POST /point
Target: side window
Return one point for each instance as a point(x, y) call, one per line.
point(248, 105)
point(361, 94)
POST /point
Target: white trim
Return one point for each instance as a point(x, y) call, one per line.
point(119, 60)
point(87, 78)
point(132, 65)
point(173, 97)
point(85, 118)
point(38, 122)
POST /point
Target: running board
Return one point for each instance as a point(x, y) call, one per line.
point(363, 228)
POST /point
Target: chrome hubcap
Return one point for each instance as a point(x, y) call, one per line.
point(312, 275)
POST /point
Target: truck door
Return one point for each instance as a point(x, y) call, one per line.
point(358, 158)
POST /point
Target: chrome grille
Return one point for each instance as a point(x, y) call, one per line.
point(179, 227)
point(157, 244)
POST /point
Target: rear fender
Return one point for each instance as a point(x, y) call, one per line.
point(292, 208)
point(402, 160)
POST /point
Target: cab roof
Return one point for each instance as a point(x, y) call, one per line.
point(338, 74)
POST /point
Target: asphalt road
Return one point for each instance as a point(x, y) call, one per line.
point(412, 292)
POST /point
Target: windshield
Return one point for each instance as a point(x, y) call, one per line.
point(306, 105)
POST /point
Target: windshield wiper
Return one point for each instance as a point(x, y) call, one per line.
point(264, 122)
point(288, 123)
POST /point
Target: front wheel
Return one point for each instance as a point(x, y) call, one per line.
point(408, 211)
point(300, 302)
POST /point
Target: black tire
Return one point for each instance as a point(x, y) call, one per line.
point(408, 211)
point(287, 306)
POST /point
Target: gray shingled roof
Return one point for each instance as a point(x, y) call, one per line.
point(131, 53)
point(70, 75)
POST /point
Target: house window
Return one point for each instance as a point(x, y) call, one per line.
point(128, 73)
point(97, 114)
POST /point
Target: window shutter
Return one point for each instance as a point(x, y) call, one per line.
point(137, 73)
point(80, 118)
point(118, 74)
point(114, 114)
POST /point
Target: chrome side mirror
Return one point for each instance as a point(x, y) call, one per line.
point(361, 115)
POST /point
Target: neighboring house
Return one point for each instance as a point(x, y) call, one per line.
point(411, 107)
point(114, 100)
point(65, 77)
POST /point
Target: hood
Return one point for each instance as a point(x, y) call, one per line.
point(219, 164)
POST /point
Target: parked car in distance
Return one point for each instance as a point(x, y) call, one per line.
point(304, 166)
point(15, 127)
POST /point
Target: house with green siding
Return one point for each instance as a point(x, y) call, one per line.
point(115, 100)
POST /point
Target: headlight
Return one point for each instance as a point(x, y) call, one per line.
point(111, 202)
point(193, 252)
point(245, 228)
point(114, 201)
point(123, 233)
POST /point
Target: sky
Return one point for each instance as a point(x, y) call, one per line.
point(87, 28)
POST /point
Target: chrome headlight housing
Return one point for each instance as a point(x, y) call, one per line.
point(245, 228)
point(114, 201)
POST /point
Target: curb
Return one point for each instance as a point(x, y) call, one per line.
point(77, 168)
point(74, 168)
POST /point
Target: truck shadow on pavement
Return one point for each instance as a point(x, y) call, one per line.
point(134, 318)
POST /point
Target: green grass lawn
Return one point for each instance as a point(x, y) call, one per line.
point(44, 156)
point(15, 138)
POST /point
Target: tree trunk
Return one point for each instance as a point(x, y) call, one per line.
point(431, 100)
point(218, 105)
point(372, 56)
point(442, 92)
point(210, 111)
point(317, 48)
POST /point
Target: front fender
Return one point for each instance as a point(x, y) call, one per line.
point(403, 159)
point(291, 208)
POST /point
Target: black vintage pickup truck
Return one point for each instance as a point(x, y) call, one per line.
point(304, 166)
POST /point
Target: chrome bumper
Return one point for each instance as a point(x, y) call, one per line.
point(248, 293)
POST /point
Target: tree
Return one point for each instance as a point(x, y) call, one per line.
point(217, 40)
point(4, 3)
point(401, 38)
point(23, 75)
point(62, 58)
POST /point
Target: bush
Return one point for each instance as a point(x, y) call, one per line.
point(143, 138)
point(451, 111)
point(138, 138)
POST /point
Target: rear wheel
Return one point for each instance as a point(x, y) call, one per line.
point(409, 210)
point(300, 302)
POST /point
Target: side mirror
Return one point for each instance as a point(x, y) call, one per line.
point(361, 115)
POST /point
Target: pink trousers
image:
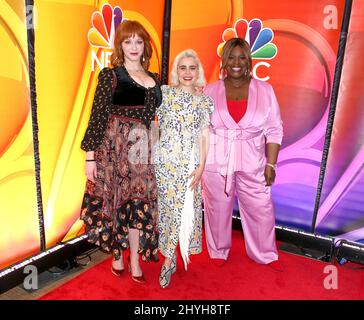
○ ○ ○
> **EXERCISE GOAL**: Repeat verbatim all the material, but not the pictures.

> **SOLUTION FOR THIS EXERCISE**:
POST /point
Target: side window
Return one point for each instance as a point(x, y) call, one per line.
point(248, 105)
point(361, 94)
POST /point
Target: white trim
Return one point for each instance as a point(x, y) call, one per line.
point(119, 60)
point(87, 78)
point(132, 65)
point(173, 97)
point(85, 118)
point(38, 122)
POST /point
Target: running board
Return one point for each instance as a point(x, y) call, one per line.
point(363, 228)
POST /point
Target: chrome hubcap
Return one point for each instance as a point(x, y) call, one per line.
point(312, 275)
POST /point
Target: truck door
Return one point for each instance as a point(x, y) call, one per line.
point(358, 158)
POST /point
Target: chrome grille
Return one point for each instance as a point(x, y) call, one per line.
point(179, 227)
point(157, 244)
POST /point
Target: rear fender
Return one point for each instance as a point(x, y) call, one per line.
point(292, 208)
point(402, 160)
POST /point
Target: cab roof
Return one point for each instance as a point(x, y) call, one per line.
point(338, 74)
POST /point
Target: asphalt road
Return one point for each instance as a point(x, y) call, one per line.
point(412, 292)
POST /point
Target: windshield
Return one point for each instance as a point(x, y) call, one per line.
point(306, 105)
POST /point
Target: windshield wiper
Return one point for each instance as a point(x, y) call, one per line.
point(264, 122)
point(288, 123)
POST /point
Target: front wheel
Return one point for each instance as a point(x, y) call, one per line.
point(408, 211)
point(300, 302)
POST /point
Target: black tire
Return one point for each instance as a point(x, y) call, one per line.
point(408, 211)
point(287, 306)
POST /point
Target: gray shingled roof
Return one point for each instance as a point(x, y) call, one per line.
point(131, 53)
point(70, 75)
POST /point
Target: house window
Return one point for each instance as a point(x, y) call, one per line.
point(128, 73)
point(97, 114)
POST /point
Target: window shutter
Return one point for each instance as a point(x, y) call, one per line.
point(137, 73)
point(80, 118)
point(118, 74)
point(114, 114)
POST /point
Target: chrome side mirror
Return one point for each instance as a point(x, y) call, one per line.
point(361, 115)
POST /point
Target: neighboring house
Return one point for each instance as a point(x, y) call, one per line.
point(411, 107)
point(114, 100)
point(65, 77)
POST /point
Target: hood
Return one point for each instance as a point(x, y) call, one per line.
point(219, 164)
POST /point
Target: parked car in distance
Return one point for each instance as a point(x, y) call, one per line.
point(304, 166)
point(15, 127)
POST /point
Target: house with green siding
Return one point for each instance as a point(x, y) call, one per line.
point(115, 100)
POST /point
Target: headlight
Return one point for each instance as a point(x, y) call, one per line.
point(111, 202)
point(193, 252)
point(245, 228)
point(114, 201)
point(123, 233)
POST /point
Target: sky
Return one point for each instance as a point(x, y) call, one per line.
point(87, 28)
POST /point
Target: chrome headlight housing
Return one point for each instance as a point(x, y) call, one per line.
point(245, 228)
point(114, 201)
POST /point
Target: curb
Return one point for each instance as a point(x, y) call, one per line.
point(77, 168)
point(74, 168)
POST /point
Target: truck shadow on pavement
Return one point for each instance as a point(x, y) call, one per line.
point(134, 318)
POST /point
Target: green grass lawn
Return one point for each instance as a point(x, y) call, one per line.
point(44, 156)
point(15, 138)
POST /point
Target: tree trunk
Return one point for each instance as a point(x, y) call, one per line.
point(431, 100)
point(218, 105)
point(372, 56)
point(442, 92)
point(210, 111)
point(317, 48)
POST /point
Target: front fender
Return one point for each instance as a point(x, y) call, one per line.
point(403, 159)
point(291, 208)
POST /point
Target: black vintage pickup truck
Return one point for each instance as a point(x, y) call, one per line.
point(304, 166)
POST /point
Target: chrome bumper
Return one point for each instance as a point(x, y) call, one per line.
point(248, 293)
POST /point
Target: tree
Return one point for each instance as a point(x, y) call, one per line.
point(217, 40)
point(4, 3)
point(401, 38)
point(23, 75)
point(62, 58)
POST /point
Target: bush
Return one point for each instance as a point(x, y) call, one per line.
point(143, 138)
point(451, 111)
point(138, 138)
POST /point
Target: rear wheel
Return one point for each instance as a point(x, y) call, one per line.
point(409, 210)
point(300, 302)
POST /point
Target: side mirror
Return one point for each instance as a point(x, y) call, one per line.
point(361, 115)
POST /point
Target: pink trousers
image:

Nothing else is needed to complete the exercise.